## [WRITTEN EXERCISE]
Reproduce every line of the records below, requests included, but shift each x and y coordinate in the answers up by 63. Leave the coordinates in the requests and their format samples unchanged, and leave the pictures out.

----------

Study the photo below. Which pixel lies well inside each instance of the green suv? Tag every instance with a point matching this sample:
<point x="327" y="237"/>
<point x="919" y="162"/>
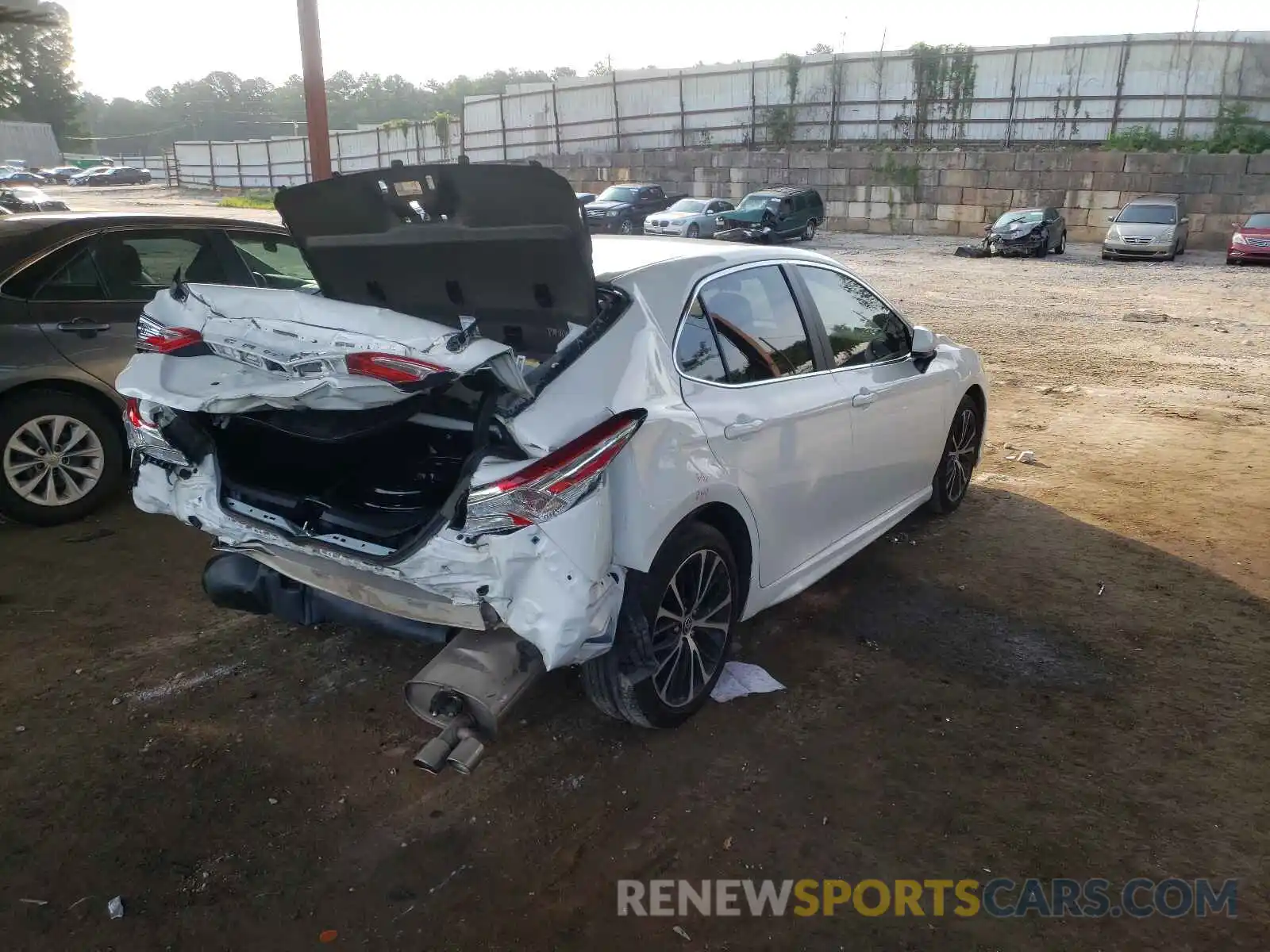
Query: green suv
<point x="774" y="215"/>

----------

## [SOLUTION TO THE EXERCISE]
Study the photo below. Which pixel lies well inside each instance of the green suv? Tag every instance with a point matching this sample:
<point x="327" y="237"/>
<point x="919" y="162"/>
Query: green suv
<point x="837" y="278"/>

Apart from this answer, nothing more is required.